#### PASSAGE GIVEN ####

Count of Numbers in Range [L, R] having Sum of Digits of its Square Equal to Square of Sum of Digits

Author Malay Gain
1 upvote

Introduction

Finding the sum of digits of a number can be done easily. Here we will be discussing a problem where the concept of finding the sum of digits will be mainly used. The concept of the modulo operator is required here. First, we will understand the problem statement clearly. Then solution approach will be described along with its C++ implementation.

Problem statement

You are given a range of integers [L, R]. Form the given range of integers, you need to find how many integers have the sum of digits of its square equal to the square of the sum of digits.

 

Input 

L=1, R=20

Output

8

 

Explanation

For the range [1, 20], the numbers that are satisfying the above condition are 1, 2, 3, 10, 11, 12, 13, 20.
So, the count of such numbers is 8.

 

Note: Please try to solve the problem first and then see the below solution approach.

Also see, Euclid GCD Algorithm

Approaches

We will take the brute force approach to solve this problem.

  • We will iterate over all integers of the range [L, R].
  • For each integer, we will check if it is having the sum of digits of its square equal to the square of the sum of digits.
  • If the condition is satisfied, we will increment the count of such numbers.
  • To find the sum of digits of a number we will define a separate function sumofDigits( ) that will use the modulo operator to find digits of the number.

#### AVAILABLE RECORDS ####

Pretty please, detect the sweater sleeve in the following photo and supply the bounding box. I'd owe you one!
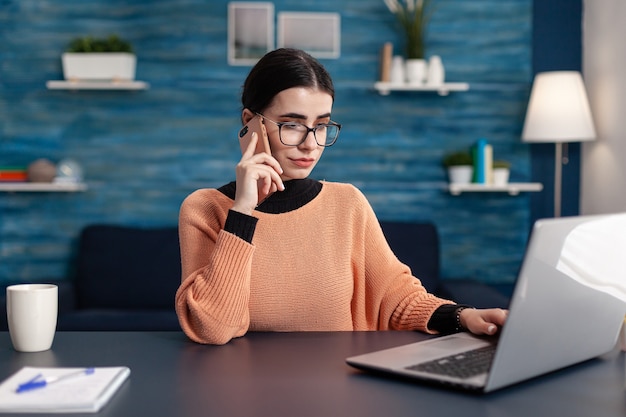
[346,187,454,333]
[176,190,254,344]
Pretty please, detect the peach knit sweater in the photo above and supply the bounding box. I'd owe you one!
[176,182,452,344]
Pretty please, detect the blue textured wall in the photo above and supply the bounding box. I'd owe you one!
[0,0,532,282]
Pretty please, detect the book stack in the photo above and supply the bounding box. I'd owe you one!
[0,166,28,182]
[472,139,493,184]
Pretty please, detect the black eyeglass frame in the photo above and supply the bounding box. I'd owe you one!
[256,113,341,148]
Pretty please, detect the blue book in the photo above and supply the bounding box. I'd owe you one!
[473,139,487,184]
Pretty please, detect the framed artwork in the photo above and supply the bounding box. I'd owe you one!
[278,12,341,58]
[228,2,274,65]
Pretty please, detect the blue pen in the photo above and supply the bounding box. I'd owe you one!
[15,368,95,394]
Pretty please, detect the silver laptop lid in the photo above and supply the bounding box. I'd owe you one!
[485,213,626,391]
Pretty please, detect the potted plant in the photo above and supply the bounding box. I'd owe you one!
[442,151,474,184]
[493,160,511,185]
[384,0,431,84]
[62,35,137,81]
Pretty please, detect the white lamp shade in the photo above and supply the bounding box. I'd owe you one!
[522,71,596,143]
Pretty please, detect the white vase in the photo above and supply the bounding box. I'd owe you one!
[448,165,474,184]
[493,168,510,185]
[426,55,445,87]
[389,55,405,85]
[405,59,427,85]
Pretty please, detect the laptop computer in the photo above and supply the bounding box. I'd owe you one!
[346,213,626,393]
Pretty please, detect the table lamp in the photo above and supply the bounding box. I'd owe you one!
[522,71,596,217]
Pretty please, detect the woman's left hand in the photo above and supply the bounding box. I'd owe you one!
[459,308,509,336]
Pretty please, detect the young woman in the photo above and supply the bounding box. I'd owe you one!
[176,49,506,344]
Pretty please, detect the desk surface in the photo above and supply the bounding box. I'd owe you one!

####
#### AVAILABLE RECORDS ####

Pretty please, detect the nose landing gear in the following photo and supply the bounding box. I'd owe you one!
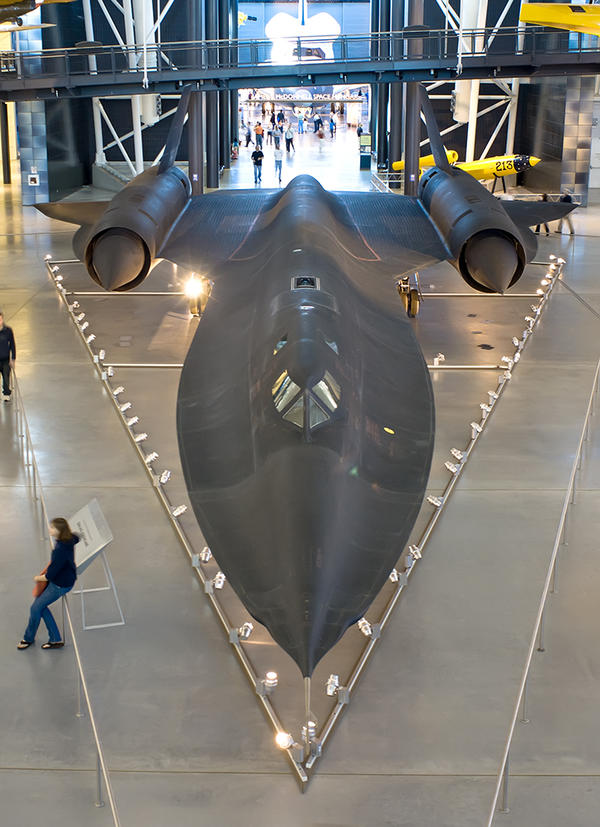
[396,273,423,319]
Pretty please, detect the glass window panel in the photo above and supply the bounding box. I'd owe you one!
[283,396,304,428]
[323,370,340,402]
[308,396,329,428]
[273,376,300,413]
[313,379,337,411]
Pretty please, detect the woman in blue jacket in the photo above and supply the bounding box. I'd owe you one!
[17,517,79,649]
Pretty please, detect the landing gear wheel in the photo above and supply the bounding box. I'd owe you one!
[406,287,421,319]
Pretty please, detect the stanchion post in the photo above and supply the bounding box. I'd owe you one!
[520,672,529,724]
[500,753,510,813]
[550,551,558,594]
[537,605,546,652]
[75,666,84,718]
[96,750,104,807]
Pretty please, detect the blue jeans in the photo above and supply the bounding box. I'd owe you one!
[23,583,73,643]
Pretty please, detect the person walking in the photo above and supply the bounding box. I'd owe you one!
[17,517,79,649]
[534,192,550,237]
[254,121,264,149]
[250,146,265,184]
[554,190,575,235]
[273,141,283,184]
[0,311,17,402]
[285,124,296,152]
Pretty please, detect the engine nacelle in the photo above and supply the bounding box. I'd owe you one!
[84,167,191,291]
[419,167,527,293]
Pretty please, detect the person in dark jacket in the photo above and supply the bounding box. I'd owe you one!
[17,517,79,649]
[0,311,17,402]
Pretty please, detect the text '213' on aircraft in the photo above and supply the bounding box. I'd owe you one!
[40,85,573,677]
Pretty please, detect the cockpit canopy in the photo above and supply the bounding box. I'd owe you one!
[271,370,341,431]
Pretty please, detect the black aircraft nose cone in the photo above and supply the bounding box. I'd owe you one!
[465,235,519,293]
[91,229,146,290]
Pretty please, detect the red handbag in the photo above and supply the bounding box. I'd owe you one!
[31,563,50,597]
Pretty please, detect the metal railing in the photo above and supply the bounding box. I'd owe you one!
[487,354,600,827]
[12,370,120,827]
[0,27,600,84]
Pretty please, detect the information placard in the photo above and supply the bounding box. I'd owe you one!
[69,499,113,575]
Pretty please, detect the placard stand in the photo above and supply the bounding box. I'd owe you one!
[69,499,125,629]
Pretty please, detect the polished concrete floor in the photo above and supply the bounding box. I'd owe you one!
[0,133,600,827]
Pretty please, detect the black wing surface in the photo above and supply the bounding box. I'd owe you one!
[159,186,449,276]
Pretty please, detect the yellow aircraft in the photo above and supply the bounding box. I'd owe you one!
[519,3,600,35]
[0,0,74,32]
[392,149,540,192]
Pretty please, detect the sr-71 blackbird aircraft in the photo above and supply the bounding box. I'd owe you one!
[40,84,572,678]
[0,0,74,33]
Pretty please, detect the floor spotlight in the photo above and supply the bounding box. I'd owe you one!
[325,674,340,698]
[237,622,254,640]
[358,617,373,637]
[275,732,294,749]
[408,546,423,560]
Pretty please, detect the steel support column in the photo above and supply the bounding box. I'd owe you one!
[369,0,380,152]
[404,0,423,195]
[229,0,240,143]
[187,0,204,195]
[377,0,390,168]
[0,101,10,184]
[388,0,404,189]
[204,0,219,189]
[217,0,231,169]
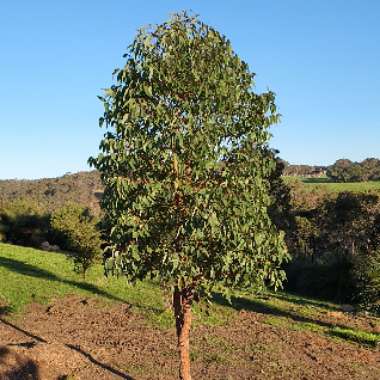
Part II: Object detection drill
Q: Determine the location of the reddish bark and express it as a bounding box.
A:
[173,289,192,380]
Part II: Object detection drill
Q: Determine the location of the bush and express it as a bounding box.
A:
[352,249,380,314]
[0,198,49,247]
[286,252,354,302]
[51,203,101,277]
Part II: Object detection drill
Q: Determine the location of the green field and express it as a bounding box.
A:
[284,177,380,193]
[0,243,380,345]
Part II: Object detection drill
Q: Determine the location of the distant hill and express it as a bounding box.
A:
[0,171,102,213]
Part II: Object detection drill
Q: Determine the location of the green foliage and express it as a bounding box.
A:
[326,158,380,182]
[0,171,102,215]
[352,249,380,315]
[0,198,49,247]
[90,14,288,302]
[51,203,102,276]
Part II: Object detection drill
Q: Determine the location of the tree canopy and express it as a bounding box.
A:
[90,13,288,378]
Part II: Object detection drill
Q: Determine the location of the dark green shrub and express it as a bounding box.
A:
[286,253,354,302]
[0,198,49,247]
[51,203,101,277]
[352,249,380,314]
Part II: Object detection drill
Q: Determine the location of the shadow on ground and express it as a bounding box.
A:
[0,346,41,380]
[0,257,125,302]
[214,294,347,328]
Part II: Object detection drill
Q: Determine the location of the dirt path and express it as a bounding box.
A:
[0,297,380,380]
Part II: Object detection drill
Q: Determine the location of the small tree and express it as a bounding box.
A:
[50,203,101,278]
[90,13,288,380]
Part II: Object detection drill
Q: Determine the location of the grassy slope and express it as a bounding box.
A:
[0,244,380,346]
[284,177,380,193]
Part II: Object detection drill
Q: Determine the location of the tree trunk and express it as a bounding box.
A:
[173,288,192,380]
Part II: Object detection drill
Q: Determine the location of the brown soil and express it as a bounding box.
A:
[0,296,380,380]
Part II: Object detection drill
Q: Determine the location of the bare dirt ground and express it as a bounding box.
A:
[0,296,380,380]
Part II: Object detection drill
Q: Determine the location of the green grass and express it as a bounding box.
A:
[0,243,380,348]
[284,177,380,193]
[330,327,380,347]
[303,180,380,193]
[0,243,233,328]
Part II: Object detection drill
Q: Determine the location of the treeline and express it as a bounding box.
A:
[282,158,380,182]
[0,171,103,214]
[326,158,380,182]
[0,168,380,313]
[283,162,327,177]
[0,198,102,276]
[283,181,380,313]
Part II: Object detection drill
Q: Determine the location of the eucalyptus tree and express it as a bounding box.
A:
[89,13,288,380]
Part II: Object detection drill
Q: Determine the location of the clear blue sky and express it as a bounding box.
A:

####
#### AVAILABLE RECORDS ####

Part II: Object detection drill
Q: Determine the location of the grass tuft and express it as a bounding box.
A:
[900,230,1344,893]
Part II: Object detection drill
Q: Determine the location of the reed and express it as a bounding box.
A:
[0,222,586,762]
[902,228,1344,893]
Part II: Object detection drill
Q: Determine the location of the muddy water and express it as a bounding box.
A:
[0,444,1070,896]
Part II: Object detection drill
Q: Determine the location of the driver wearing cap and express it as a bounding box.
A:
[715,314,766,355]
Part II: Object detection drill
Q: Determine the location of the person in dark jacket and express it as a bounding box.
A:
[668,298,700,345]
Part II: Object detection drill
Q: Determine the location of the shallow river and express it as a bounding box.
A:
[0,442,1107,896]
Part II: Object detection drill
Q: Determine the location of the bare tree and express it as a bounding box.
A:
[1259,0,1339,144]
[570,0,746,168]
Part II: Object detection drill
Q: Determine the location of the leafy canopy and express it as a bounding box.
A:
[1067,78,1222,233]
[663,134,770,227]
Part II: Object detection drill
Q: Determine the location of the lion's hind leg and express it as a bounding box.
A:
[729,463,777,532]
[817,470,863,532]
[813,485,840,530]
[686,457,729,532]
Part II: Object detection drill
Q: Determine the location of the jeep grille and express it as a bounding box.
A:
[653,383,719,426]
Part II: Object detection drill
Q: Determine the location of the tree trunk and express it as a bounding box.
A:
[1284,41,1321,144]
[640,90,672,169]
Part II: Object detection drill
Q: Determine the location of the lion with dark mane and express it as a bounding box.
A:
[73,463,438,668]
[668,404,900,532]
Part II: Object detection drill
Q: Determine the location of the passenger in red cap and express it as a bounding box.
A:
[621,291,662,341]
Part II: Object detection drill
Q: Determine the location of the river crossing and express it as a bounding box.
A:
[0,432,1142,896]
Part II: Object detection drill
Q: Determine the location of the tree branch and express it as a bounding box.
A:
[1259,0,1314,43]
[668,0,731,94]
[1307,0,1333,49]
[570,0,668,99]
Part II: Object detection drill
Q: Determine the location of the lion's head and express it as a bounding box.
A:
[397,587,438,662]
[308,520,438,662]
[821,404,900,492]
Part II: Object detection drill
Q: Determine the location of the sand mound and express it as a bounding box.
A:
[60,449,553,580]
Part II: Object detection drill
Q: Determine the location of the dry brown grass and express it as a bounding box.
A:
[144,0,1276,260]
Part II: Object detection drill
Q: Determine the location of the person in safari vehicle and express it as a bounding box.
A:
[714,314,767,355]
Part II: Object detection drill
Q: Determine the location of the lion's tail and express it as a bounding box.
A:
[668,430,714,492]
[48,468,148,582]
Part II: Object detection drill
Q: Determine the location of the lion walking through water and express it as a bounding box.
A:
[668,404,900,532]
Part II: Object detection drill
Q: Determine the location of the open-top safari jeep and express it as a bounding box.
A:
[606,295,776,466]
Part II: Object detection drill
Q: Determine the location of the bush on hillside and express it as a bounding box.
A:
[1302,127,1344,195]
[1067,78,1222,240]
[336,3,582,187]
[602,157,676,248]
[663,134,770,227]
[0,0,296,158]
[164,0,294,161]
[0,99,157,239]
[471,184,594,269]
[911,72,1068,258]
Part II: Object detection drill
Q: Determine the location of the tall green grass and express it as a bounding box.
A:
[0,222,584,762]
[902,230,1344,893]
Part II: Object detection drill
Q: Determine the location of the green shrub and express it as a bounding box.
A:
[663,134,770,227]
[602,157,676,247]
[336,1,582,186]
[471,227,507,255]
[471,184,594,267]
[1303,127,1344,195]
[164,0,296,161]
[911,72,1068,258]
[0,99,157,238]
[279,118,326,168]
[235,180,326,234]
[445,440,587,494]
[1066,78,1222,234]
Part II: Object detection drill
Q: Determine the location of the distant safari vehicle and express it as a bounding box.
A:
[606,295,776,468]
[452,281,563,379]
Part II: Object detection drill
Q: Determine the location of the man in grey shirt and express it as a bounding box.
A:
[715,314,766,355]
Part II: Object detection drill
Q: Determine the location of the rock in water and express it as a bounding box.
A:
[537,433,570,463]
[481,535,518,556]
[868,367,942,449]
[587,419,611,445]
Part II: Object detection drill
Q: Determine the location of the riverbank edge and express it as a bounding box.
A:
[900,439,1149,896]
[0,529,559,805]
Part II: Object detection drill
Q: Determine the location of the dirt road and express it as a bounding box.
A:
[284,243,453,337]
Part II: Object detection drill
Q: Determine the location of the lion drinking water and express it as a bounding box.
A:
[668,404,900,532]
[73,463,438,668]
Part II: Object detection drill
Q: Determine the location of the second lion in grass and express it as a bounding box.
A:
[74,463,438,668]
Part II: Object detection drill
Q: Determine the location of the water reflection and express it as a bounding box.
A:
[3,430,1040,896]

####

TASK REQUIREMENTS:
1. Please repeat the part of the digit-sum article between "Introduction" and "its C++ implementation.", inclusive, word for word.
2. How many lines of the records contain the word "brown"? Case counts, and the reply should be the number alone.

SOLUTIONS FOR EACH TASK:
1.
Introduction

Finding the sum of digits of a number can be done easily. Here we will be discussing a problem where the concept of finding the sum of digits will be mainly used. The concept of the modulo operator is required here. First, we will understand the problem statement clearly. Then solution approach will be described along with its C++ implementation.

2. 2